AIM 1: Extract every line of the records that contains the string "column".

TEXT EXCERPT:
◇ ◇ ◇ ◇ ◇ ◇ ◇

Studio album by Divine Heresy
- Released: July 28, 2009
- Recorded: Edge of the Earth Studios, Hollywood, California
- Genres: Metalcore, death metal, groove metal
- Length: 45:38
- Labels: Century Media (United States) Roadrunner (worldwide)
- Producer: Logan Mader

Divine Heresy chronology
| Bleed the Fifth (2007) | Bringer of Plagues (2009) |  |

= Bringer of Plagues =

Bringer of Plagues is the second studio album by American metal band Divine Heresy, released on July 28, 2009. It is the band's only album to feature vocalist Travis Neal and bassist Joe Payne, and the last to feature drummer Tim Yeung.

On June 3, 2009, two new songs from the album, titled "Undivine Prophecies" and "Facebreaker", were posted on the band's MySpace page.

The album sold around 3,000 copies in the United States in its first week to debut at position No. 148 on the Billboard 200 chart.

Professional ratings
Review scores
| Source | Rating |
| AllMusic | Star Half star |
| Kerrang! | (3/5) |
| Sputnikmusic | (3/5) |

==Critical reception==
According to Kerrang!, the album sees Dino Cazares "honing his partnership with ex-Nile sticksman Tim Yeung to the point of thunderous, jaw-dropping intensity and roping in the vocal talents of alarmingly diverse newcomer Travis Neal." Still, "there's little new ground broken here and attempted slow/heavy dynamics are often poorly executed, leaving the feeling that although accomplished, this is metal on demand rather than any kind of real statement of the heart," warns reviewer Sam Low, giving it the 3/5 rating.

◇ ◇ ◇ ◇ ◇ ◇ ◇

MATERIAL TO PROCESS:
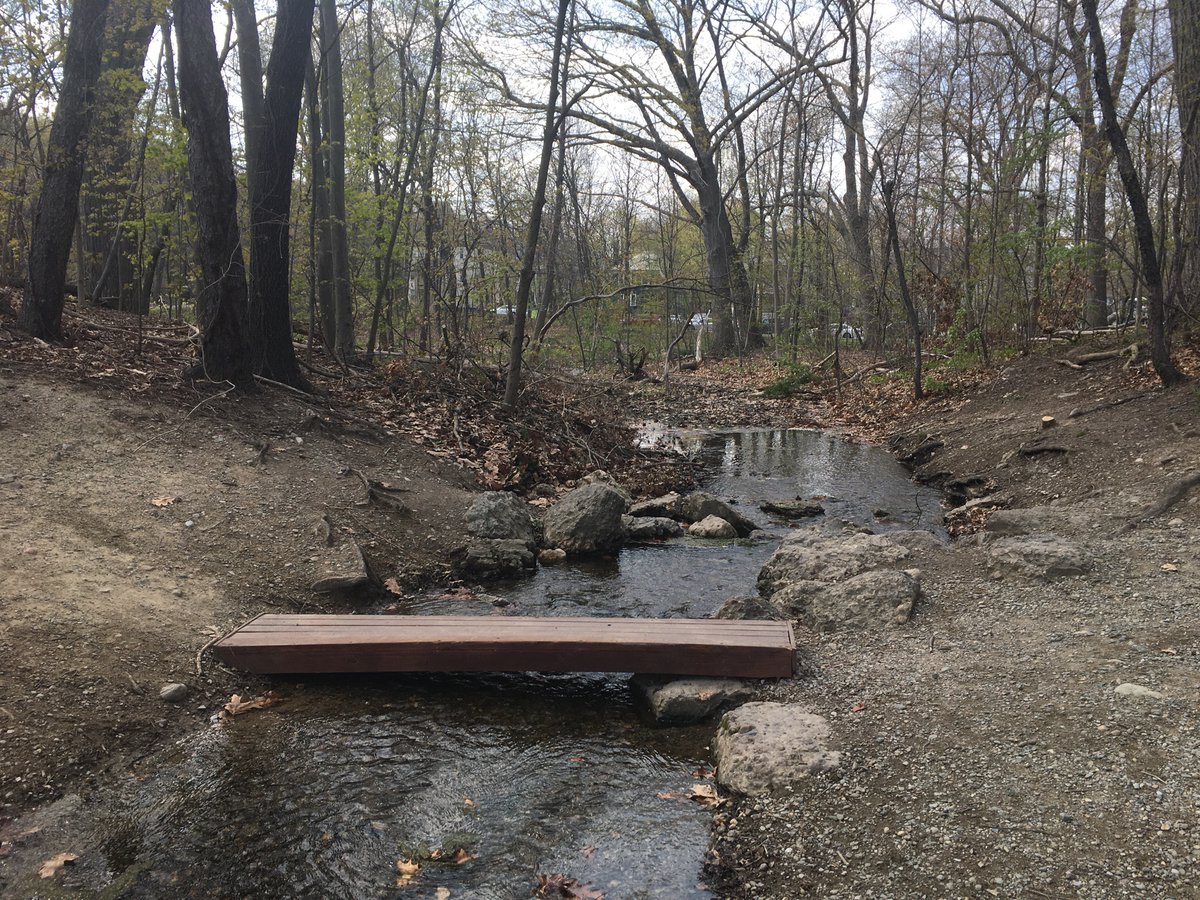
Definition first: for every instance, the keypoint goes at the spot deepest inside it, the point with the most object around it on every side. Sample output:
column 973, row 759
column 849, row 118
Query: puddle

◇ ◇ ◇ ◇ ◇ ◇ ◇

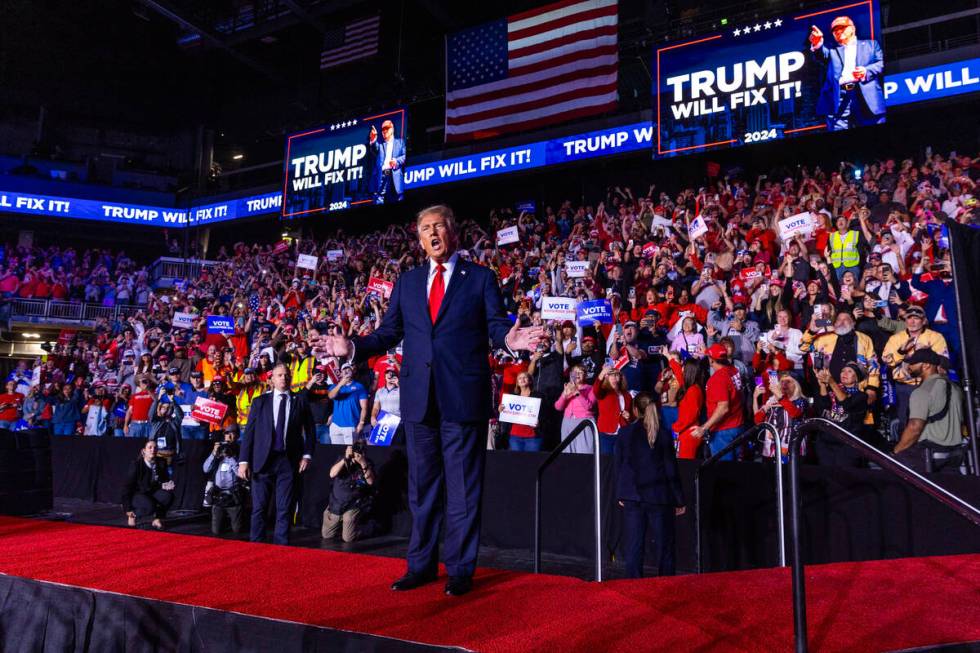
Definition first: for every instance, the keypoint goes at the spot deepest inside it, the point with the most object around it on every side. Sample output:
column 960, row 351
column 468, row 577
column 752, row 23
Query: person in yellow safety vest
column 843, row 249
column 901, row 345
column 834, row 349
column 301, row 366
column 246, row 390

◇ ◇ ◇ ◇ ◇ ◇ ◇

AIM 2: According to the album article, at what position did Bringer of Plagues debut on the Billboard 200 chart?

OUTPUT 1:
column 973, row 759
column 849, row 118
column 960, row 351
column 468, row 577
column 752, row 23
column 843, row 249
column 901, row 345
column 834, row 349
column 301, row 366
column 246, row 390

OUTPUT 2: No. 148